◆ **ELENCO DEI COMPITI**:
[1] Restituisci parola per parola il passo del testo su Djokovic che inizia con "La guerra di" e termina con "sostegno di Lavazza.".
[2] Elenca tutte le persone citate con nome e cognome nel testo su Djokovic.

◆ **ESTRATTO SCELTO**:
La guerra di Nole – Mezza Riga n. 17
Djokovic è sempre stato un dissidente contro la propria volontà, l’alfiere di una minoranza che cerca costantemente il plauso della maggioranza: un ritratto sentimentale
Questo numero di Mezza Riga è realizzato grazie al sostegno di Lavazza.
Testo di Marco Imarisio
Illustrazione di Paolo Metaldi
All’improvviso, mi sono commosso. Mentre ansimava e fin dal mio divano si sentiva il suo fiatone, mentre faceva di tutto per guadagnare tempo tra un punto e l’altro, mentre si arruffianava il pubblico e dimostrava tutta la sua età ormai inclemente, e infine vinceva l’ennesima partita che avrebbe dovuto perdere, contro un avversario più giovane, più in forma e più motivato, come Lorenzo Musetti, ho pensato dio mio, quanto voglio bene a quest’uomo che non sono mai riuscito ad amare. E non c’è paradosso. Parafrasando il finale di Lettera a Berlino di Ian McEwan, ho pensato che l’anno prossimo dovrò tornare a vedere Novak Djokovic almeno un’ultima volta ancora, “prima che fosse troppo tardi, prima che non ci fosse più”.

◆ **MATERIALE FORNITO**:
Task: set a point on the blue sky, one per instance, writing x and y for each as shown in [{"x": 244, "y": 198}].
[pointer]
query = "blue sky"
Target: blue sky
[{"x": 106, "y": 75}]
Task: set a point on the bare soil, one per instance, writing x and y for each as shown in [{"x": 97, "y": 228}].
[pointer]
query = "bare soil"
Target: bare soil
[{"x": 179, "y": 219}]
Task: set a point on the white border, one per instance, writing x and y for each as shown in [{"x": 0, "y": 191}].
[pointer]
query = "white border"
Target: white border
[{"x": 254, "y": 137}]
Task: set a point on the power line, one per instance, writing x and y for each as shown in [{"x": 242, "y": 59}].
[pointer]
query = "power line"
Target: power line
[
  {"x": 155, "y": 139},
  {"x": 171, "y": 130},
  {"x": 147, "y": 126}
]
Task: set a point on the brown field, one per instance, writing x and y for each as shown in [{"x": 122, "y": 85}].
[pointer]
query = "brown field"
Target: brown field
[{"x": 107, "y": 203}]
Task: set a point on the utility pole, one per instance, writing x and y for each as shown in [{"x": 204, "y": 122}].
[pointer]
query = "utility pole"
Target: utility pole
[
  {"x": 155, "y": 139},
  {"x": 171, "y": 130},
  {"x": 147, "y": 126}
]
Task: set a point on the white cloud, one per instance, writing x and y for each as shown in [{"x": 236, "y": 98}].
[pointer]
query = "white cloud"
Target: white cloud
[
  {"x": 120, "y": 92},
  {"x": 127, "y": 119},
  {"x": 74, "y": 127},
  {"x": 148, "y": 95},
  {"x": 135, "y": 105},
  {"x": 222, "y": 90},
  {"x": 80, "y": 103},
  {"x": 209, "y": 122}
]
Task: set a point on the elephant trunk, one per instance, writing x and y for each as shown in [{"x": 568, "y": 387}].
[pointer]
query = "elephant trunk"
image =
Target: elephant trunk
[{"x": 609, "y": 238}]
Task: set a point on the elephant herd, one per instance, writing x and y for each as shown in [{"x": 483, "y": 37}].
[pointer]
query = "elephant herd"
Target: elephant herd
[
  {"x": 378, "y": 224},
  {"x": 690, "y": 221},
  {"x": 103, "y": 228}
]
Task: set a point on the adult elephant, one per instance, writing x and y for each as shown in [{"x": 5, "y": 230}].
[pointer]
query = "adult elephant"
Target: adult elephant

==

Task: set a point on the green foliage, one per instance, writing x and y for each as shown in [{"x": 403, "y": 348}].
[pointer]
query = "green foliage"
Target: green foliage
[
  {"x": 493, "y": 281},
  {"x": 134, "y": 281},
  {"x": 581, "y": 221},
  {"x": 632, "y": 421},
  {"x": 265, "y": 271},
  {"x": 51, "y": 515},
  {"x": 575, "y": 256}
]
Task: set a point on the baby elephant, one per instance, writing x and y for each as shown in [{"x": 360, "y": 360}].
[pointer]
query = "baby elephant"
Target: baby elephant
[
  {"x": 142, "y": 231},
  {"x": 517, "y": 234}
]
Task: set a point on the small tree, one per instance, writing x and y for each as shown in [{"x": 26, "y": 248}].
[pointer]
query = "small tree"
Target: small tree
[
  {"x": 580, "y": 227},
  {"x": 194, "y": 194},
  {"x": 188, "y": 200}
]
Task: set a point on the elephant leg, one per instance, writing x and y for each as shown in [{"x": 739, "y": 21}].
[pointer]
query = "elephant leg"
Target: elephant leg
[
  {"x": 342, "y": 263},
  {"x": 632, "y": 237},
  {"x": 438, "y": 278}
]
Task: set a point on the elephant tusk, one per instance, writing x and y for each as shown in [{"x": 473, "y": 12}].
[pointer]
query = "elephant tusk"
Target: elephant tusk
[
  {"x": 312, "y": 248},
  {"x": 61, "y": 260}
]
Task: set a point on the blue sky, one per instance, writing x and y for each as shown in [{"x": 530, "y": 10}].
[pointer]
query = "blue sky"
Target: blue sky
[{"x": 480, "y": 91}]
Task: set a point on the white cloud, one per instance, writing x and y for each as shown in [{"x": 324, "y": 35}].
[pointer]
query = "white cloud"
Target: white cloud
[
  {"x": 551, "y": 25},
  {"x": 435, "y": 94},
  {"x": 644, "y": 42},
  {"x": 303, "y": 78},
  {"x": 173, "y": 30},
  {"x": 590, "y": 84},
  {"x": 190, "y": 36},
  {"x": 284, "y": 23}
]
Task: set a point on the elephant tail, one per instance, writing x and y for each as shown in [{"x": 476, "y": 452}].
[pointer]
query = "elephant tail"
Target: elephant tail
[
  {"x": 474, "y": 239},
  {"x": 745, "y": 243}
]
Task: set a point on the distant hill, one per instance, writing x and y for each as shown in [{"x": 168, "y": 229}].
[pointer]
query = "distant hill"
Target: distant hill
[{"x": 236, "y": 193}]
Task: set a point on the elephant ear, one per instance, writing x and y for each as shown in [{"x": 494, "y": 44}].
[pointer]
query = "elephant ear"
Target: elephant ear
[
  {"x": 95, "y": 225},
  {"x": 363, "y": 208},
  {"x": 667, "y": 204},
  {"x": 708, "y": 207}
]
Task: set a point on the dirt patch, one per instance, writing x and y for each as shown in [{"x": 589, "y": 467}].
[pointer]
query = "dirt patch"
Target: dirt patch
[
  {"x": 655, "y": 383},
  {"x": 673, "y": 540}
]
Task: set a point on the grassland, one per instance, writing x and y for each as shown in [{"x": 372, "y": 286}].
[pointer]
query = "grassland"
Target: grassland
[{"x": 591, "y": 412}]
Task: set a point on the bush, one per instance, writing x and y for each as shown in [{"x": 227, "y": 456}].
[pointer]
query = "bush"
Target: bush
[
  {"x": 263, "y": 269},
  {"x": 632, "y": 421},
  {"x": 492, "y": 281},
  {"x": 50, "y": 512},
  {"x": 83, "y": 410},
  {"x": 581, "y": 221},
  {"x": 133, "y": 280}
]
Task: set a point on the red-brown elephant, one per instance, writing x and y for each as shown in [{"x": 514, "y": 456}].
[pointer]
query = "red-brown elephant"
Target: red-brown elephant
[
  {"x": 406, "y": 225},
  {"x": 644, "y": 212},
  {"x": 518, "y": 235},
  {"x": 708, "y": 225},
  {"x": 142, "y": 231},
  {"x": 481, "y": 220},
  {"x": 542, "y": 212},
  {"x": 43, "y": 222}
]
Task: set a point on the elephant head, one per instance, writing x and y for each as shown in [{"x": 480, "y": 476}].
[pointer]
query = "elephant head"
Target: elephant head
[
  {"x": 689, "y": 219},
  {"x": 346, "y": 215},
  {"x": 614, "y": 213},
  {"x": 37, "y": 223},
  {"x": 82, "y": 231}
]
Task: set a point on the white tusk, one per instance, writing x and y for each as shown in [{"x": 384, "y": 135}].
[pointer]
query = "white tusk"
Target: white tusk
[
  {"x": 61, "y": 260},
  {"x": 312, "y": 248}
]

◆ **RISPOSTE PER NUMERO**:
[1]
La guerra di Nole – Mezza Riga n. 17
Djokovic è sempre stato un dissidente contro la propria volontà, l’alfiere di una minoranza che cerca costantemente il plauso della maggioranza: un ritratto sentimentale
Questo numero di Mezza Riga è realizzato grazie al sostegno di Lavazza.

[2]
- Marco Imarisio
- Paolo Metaldi
- Lorenzo Musetti
- Ian McEwan
- Novak Djokovic